Rewrite everything from the line containing "Please point out the white toilet, giving" down to the end of the material below, putting "brass door handle" in place of "silver door handle". Leave all other text unchanged.

Dataset excerpt:
◇ ◇ ◇
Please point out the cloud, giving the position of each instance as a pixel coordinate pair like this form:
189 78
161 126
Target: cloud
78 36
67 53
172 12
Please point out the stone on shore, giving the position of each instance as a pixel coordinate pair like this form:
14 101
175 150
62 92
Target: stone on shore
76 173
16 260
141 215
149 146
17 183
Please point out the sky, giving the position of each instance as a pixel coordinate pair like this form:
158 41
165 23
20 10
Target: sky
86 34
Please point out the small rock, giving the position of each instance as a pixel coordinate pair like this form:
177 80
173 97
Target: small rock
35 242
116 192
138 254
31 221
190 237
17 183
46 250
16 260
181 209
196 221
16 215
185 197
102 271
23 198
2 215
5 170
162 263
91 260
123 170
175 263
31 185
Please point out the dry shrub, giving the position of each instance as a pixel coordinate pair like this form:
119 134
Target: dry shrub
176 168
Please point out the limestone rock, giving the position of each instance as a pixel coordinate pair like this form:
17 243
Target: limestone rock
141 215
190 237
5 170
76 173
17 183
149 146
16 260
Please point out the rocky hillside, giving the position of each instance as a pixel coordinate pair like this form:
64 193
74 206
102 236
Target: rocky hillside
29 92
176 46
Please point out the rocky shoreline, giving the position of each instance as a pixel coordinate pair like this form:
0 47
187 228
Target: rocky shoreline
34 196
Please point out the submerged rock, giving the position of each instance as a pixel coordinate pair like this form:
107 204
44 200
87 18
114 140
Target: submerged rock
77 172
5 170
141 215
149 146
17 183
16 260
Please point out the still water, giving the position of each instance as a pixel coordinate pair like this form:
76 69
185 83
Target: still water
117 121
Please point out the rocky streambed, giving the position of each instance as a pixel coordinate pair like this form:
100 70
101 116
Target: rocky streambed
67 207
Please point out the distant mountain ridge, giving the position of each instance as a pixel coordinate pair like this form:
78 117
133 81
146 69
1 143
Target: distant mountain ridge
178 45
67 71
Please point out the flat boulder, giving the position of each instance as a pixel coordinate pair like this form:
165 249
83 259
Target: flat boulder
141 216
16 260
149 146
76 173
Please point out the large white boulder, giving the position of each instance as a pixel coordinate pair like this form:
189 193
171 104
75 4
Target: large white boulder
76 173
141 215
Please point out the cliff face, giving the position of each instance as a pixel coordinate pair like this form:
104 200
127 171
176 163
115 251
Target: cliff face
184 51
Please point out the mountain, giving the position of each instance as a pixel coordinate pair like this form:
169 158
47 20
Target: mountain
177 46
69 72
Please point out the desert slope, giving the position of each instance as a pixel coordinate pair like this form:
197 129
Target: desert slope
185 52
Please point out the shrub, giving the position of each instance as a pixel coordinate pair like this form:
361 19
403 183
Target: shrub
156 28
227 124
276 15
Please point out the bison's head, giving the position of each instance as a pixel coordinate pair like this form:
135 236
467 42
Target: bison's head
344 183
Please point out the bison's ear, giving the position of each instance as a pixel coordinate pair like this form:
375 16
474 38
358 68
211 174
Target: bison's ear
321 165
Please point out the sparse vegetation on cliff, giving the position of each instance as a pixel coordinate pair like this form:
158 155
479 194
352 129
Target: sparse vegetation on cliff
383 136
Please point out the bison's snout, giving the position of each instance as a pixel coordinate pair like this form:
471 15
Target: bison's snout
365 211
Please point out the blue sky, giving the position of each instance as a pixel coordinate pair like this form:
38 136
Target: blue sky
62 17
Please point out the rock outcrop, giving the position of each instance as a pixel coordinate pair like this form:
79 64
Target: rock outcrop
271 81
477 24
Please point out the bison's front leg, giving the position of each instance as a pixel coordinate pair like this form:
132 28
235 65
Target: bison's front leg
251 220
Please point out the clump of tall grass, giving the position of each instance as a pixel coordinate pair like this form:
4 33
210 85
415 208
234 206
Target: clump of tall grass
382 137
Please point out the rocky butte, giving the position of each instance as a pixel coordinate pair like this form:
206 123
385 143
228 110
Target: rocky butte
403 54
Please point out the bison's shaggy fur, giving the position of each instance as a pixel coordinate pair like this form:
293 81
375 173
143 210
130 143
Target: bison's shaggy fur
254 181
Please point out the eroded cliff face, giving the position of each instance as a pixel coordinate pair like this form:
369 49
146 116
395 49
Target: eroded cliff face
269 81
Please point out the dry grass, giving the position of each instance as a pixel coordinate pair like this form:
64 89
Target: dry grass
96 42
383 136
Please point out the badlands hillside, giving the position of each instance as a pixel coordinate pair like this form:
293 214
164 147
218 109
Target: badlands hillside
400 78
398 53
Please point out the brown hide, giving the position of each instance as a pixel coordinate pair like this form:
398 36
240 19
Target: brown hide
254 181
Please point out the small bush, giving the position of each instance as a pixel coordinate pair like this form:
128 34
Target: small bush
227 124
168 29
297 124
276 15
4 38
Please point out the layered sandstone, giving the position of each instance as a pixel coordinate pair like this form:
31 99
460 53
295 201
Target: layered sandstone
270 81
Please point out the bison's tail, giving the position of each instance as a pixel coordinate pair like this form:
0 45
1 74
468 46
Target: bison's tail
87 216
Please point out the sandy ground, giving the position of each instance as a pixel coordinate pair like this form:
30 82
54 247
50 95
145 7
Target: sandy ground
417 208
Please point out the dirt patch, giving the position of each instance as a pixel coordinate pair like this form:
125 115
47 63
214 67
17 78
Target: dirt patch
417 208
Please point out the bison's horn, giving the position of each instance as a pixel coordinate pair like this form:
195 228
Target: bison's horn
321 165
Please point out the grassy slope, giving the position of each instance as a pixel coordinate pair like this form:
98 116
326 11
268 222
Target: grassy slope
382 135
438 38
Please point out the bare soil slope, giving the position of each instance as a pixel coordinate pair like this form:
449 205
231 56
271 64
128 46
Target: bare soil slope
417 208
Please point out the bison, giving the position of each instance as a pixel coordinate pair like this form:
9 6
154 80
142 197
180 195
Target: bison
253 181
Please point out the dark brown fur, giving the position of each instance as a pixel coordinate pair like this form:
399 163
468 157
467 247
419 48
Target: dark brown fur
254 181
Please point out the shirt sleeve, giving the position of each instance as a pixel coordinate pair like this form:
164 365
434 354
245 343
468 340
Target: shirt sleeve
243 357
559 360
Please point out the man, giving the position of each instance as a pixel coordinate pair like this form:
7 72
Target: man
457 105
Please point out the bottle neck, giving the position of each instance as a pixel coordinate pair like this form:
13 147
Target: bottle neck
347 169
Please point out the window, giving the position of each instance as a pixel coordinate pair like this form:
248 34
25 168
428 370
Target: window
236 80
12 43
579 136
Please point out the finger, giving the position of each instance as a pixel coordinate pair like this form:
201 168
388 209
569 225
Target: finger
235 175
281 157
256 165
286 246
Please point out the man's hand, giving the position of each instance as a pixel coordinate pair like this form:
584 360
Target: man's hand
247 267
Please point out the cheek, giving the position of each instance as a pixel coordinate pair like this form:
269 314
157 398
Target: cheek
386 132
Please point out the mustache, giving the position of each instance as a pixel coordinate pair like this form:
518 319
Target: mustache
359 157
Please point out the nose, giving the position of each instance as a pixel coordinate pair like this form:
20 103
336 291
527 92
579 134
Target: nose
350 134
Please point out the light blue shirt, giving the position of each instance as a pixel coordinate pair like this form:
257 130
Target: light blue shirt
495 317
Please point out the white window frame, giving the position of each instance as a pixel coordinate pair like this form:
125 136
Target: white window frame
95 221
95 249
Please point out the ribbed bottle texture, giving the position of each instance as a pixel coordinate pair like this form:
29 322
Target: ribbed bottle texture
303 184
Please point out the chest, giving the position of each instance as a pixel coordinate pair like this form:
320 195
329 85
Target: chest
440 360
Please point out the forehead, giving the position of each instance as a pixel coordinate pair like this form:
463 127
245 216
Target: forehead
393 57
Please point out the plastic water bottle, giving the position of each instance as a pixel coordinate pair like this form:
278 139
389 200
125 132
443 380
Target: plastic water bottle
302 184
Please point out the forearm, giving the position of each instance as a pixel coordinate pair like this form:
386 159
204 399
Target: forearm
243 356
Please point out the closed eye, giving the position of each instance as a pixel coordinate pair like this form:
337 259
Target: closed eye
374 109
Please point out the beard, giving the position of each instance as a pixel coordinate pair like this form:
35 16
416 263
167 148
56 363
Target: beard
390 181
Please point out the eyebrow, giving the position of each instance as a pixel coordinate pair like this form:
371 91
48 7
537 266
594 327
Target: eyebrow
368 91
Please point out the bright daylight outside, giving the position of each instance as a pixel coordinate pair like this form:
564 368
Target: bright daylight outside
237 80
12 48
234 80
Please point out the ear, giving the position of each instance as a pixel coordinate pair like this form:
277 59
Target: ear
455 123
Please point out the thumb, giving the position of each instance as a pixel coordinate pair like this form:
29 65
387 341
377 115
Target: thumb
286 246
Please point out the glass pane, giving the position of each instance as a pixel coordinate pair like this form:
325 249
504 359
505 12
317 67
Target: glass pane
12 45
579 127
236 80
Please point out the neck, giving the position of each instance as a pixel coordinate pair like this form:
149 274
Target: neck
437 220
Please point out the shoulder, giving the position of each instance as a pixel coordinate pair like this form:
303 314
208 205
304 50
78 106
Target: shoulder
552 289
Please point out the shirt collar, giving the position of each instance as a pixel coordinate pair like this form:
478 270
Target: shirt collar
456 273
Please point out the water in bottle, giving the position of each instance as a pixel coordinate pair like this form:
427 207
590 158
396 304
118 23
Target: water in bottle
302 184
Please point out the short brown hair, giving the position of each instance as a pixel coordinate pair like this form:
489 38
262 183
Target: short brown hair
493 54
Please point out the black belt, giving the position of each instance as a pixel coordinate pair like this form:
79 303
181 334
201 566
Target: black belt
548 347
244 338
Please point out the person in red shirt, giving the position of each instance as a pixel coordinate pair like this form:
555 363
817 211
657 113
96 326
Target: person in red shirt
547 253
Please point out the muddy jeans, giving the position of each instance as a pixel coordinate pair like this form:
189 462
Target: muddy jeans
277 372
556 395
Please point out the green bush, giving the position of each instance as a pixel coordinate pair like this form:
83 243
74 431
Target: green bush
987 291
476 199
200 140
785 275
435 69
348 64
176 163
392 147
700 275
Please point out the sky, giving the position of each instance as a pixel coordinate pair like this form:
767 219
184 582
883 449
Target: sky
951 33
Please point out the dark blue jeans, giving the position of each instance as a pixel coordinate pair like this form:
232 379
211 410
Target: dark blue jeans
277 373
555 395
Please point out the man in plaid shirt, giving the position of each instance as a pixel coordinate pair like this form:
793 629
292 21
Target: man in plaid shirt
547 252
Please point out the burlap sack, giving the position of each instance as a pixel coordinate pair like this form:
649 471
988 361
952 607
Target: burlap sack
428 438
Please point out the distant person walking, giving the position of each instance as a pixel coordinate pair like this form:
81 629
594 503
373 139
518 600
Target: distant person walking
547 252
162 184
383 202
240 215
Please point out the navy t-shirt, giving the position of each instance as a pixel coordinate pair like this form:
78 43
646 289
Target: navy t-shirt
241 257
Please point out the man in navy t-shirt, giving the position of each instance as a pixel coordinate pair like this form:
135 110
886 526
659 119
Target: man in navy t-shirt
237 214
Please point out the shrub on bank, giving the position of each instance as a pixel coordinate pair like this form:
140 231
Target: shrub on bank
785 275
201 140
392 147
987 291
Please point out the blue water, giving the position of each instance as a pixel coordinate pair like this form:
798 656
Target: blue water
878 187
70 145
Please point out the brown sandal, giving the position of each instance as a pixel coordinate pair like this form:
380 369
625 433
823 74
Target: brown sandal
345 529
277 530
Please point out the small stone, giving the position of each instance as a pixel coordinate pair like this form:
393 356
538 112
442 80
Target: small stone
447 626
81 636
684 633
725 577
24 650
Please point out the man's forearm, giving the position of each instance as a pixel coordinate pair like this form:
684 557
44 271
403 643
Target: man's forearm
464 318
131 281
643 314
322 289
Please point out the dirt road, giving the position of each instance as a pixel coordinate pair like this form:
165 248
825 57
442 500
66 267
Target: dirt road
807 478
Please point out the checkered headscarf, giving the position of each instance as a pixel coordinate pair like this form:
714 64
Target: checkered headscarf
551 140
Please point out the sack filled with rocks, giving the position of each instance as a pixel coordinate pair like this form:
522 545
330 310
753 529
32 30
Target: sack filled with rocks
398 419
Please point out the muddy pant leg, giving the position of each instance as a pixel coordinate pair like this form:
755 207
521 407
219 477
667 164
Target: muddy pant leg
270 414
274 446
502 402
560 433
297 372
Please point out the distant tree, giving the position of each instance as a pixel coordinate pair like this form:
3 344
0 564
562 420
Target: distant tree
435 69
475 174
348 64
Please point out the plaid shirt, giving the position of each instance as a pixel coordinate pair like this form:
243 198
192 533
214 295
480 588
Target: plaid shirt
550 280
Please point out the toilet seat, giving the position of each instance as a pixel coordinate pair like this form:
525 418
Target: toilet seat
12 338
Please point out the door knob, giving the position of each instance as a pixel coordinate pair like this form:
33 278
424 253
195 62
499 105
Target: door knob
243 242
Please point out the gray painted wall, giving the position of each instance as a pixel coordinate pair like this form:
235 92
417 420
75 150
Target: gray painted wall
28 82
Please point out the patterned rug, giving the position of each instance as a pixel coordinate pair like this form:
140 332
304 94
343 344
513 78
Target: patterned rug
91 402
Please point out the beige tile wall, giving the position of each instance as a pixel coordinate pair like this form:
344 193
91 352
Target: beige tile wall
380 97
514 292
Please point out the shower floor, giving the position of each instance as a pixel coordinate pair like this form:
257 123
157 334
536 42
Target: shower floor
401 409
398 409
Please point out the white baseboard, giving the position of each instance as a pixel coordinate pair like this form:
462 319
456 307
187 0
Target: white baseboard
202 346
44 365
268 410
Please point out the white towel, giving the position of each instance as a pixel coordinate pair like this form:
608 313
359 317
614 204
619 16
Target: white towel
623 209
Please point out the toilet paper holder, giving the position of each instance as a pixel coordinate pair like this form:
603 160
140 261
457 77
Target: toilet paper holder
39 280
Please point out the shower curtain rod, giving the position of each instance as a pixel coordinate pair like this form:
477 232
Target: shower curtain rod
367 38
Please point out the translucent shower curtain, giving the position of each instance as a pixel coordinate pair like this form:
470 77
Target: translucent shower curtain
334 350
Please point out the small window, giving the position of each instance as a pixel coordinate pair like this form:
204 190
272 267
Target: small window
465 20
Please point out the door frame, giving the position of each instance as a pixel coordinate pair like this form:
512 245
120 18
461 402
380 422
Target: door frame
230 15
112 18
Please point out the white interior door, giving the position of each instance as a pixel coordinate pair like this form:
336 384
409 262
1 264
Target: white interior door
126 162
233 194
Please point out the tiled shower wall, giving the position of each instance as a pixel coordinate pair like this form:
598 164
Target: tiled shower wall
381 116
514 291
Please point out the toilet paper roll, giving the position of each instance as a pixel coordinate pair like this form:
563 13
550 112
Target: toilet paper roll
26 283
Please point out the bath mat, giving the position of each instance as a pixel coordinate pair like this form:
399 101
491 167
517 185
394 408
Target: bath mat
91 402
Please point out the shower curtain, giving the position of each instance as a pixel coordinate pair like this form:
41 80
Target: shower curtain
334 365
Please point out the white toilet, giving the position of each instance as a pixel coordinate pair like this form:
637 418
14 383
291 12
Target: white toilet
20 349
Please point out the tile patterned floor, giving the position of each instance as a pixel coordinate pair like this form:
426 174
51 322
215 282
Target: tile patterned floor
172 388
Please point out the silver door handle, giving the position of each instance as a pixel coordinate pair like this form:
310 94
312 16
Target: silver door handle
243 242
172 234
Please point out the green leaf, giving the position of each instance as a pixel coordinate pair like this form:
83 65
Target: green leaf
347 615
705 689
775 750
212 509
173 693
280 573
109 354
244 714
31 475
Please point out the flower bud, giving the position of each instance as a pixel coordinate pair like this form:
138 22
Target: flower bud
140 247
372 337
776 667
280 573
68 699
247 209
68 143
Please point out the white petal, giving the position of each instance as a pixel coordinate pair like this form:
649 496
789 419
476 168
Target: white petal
◇ ◇ ◇
### Final answer
Please point out the white toilet, giving the position of each instance as a pixel coordinate pair like this form:
637 418
14 383
291 12
Target: white toilet
20 349
Please point out the tile patterned floor, giving the position of each instance as a pixel coordinate pair like this form:
426 174
51 322
215 282
Target: tile patterned floor
172 388
Please point out the brass door handle, giving the position of each instance as a pixel coordinate pair like this form:
310 94
312 16
Target: brass door handle
243 242
172 234
Please point out the green leaf, giving the position of each instance as a pixel coordinate pair like this form:
83 65
Target: green leaf
347 615
705 689
775 750
212 509
173 693
280 573
109 354
244 714
31 475
Please point out the flower bud, giving the position of each instance as a pixel coordinate pair like this form:
138 22
Target: flower bud
140 247
372 337
776 667
280 573
68 699
247 209
68 143
Please point out the white petal, giving the position of each instance as a pixel coordinate pair like this form:
649 496
789 419
476 168
Target: white petal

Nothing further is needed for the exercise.